> **Data shown**
::::::::

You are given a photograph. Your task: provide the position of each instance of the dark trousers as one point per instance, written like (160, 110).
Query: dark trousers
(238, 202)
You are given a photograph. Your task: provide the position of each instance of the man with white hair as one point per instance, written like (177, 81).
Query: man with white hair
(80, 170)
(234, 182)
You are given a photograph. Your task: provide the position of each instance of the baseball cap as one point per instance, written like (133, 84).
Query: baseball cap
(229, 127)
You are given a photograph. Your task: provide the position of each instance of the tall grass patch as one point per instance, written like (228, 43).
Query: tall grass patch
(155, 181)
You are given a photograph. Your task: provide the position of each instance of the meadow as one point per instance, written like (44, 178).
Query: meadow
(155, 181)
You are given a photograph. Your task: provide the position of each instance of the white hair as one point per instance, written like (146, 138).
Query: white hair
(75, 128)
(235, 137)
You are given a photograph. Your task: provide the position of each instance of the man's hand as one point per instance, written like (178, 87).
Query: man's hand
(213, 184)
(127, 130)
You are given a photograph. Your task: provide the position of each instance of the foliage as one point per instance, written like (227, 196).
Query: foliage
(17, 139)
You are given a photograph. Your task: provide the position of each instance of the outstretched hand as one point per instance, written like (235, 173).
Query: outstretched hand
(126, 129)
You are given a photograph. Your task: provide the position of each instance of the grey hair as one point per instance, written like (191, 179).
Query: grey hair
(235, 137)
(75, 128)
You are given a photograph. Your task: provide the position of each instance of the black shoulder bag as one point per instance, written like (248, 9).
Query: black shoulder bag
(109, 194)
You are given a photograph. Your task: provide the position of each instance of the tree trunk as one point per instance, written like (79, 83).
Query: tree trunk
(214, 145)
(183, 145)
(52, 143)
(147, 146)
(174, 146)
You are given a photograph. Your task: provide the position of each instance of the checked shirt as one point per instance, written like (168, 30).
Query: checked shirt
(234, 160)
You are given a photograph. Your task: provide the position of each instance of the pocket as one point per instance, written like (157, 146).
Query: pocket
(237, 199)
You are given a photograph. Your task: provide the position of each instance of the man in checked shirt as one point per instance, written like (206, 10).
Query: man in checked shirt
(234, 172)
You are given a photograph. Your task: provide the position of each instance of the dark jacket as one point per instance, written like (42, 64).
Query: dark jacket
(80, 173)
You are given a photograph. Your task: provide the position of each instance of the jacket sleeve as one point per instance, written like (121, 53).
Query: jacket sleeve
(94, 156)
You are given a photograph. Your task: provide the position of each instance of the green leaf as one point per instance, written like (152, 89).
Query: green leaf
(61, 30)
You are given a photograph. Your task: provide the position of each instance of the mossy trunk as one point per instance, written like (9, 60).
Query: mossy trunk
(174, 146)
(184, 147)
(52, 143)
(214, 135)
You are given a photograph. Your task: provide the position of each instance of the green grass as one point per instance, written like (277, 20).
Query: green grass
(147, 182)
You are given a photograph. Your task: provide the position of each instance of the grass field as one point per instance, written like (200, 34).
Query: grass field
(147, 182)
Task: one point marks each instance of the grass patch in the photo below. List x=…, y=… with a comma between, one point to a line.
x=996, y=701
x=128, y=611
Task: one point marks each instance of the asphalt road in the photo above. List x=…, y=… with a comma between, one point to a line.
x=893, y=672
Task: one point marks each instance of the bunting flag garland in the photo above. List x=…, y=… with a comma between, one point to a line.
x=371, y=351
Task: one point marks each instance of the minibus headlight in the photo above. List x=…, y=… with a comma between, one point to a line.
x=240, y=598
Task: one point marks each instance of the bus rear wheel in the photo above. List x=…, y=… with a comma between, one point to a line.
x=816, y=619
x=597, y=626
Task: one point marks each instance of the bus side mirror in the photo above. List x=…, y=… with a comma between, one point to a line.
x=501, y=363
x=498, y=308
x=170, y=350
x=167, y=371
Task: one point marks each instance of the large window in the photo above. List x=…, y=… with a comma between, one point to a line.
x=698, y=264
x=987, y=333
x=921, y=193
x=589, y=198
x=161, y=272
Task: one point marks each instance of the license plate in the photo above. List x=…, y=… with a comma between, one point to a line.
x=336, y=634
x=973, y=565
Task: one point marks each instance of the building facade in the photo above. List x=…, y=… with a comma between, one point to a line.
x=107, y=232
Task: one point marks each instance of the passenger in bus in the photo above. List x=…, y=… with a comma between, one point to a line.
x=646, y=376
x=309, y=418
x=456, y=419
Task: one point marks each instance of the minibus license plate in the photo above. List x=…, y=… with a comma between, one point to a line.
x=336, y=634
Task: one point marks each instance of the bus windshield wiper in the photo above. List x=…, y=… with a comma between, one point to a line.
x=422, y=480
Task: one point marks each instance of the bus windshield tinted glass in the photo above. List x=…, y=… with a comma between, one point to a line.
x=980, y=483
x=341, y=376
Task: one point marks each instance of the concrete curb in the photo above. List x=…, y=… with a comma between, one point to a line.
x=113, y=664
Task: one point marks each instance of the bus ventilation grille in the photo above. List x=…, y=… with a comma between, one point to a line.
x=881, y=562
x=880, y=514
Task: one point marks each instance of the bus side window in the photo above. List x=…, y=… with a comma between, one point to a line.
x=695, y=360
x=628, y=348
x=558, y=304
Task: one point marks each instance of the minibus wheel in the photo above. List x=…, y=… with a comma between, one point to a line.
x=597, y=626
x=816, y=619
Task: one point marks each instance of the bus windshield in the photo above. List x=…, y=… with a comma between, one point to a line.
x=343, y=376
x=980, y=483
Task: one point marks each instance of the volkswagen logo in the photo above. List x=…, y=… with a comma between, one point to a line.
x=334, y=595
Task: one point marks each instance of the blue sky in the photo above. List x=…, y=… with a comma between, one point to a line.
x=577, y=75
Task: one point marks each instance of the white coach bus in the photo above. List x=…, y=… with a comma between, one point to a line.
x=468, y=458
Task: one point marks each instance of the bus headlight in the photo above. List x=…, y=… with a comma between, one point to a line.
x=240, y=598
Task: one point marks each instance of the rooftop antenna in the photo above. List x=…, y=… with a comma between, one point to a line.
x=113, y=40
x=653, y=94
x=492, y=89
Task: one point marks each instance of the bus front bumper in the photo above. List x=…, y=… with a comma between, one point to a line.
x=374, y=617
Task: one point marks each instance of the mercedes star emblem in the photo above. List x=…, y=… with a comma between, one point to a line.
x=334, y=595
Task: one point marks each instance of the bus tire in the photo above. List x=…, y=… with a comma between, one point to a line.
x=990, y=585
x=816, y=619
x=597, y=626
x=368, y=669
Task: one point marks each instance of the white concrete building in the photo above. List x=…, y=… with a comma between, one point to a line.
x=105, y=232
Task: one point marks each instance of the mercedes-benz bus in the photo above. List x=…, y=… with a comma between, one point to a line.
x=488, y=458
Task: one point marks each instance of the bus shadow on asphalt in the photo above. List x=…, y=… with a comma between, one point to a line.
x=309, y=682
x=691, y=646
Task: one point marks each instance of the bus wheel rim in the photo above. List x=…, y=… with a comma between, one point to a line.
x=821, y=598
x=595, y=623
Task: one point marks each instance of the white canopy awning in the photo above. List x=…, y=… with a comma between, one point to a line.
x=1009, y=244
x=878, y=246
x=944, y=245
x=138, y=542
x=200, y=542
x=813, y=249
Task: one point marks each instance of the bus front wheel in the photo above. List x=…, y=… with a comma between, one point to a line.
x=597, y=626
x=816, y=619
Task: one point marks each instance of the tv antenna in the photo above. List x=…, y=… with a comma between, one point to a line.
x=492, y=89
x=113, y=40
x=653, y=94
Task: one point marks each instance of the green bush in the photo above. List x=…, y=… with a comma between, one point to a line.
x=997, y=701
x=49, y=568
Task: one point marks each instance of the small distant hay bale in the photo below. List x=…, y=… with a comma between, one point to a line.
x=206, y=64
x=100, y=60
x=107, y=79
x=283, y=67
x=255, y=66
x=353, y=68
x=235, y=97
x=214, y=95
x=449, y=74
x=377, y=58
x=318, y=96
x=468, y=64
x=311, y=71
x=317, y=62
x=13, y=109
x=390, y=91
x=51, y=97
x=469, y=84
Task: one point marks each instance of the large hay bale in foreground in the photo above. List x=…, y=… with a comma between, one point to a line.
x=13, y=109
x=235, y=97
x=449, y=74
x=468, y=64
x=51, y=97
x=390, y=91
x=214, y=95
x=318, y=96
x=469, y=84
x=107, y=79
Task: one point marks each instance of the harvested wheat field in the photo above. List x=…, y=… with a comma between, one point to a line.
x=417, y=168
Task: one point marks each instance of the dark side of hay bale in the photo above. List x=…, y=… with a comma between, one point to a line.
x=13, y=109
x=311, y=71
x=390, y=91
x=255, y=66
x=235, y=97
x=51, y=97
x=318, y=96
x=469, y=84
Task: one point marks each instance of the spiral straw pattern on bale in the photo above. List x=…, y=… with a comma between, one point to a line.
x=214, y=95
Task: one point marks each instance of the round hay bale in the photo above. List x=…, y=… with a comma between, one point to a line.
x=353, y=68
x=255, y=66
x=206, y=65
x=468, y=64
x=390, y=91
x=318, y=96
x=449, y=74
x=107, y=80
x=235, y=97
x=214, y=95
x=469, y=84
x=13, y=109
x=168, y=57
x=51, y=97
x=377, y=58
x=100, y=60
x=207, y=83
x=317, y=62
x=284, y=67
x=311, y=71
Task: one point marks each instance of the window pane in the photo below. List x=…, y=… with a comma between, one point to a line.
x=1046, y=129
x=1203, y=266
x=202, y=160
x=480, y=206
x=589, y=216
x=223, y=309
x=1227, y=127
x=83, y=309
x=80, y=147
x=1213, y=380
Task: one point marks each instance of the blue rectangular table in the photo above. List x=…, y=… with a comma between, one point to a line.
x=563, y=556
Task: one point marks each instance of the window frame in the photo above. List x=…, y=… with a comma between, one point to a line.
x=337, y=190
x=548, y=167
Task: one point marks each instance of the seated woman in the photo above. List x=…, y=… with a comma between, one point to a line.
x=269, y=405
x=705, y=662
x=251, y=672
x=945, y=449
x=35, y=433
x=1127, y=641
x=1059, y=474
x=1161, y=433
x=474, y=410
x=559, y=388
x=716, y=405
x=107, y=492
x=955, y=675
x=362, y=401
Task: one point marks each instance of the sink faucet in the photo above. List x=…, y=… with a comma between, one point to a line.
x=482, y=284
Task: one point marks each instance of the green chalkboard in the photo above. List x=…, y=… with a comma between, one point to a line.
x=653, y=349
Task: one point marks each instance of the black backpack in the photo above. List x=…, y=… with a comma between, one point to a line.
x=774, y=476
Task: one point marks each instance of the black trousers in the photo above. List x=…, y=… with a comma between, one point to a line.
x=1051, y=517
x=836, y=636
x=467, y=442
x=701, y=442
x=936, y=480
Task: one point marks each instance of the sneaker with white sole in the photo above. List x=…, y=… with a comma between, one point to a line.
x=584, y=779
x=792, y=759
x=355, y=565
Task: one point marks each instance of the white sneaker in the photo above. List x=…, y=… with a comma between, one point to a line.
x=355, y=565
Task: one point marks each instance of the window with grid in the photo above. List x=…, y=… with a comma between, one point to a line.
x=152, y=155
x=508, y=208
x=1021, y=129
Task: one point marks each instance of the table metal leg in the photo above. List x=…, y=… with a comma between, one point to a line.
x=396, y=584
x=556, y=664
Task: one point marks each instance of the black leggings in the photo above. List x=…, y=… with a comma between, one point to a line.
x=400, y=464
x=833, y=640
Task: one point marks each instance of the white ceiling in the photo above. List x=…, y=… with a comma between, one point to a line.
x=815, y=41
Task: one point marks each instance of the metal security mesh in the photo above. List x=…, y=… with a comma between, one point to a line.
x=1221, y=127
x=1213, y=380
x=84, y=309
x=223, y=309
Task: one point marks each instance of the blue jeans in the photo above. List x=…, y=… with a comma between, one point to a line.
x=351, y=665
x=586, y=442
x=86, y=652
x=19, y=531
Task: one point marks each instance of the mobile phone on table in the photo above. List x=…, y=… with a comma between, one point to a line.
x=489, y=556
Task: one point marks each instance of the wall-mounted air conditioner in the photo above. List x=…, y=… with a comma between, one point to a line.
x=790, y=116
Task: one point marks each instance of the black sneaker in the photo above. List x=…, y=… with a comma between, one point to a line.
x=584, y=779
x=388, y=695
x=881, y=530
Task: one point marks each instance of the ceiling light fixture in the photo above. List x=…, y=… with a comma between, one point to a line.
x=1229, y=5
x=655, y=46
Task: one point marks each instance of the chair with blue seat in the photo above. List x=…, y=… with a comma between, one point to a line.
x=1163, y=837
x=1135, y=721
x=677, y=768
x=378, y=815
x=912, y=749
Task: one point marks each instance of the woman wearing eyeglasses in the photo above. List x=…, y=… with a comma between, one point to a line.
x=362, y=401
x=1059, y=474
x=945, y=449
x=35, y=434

::::::::

> **Task brief**
In the listing above, reproduce the first line and each one after it through the line that contains "like (191, 179).".

> **Written response**
You are given a photograph. Your task: provide the position of each instance of the dark trousers as one point per instance, written like (160, 110).
Query: dark trousers
(238, 202)
You are given a photograph. Your task: provide the position of each instance of the man with white hair as one point per instance, written like (177, 81).
Query: man with white hair
(80, 170)
(234, 182)
You are given a photograph. Your task: provide the position of each instance of the baseball cap as one point per instance, written like (133, 84).
Query: baseball cap
(229, 127)
You are given a photograph. Your task: provide the position of each instance of the tall grass patch as one point per instance, written like (228, 43).
Query: tall grass patch
(155, 181)
You are given a photograph. Your task: provide the position of each instance of the meadow as one point per instance, written like (44, 178).
Query: meadow
(155, 181)
You are given a photograph. Your task: provide the position of each instance of the white hair as one point per instance, written like (146, 138).
Query: white hair
(75, 128)
(235, 137)
You are given a photograph. Your task: provide the position of each instance of the man's hand as one point per instance, written like (178, 87).
Query: man's hand
(213, 184)
(127, 130)
You are given a photograph. Your task: provide the position of each instance of the foliage as one point per instance, written like (227, 196).
Query: foliage
(17, 139)
You are given a photograph. Your task: provide the position of each instance of the outstretched hand as one point per instance, written like (235, 173).
Query: outstretched hand
(126, 129)
You are given a photograph. Your task: provide the position of each instance of the grey hair as one point per instance, written like (191, 179).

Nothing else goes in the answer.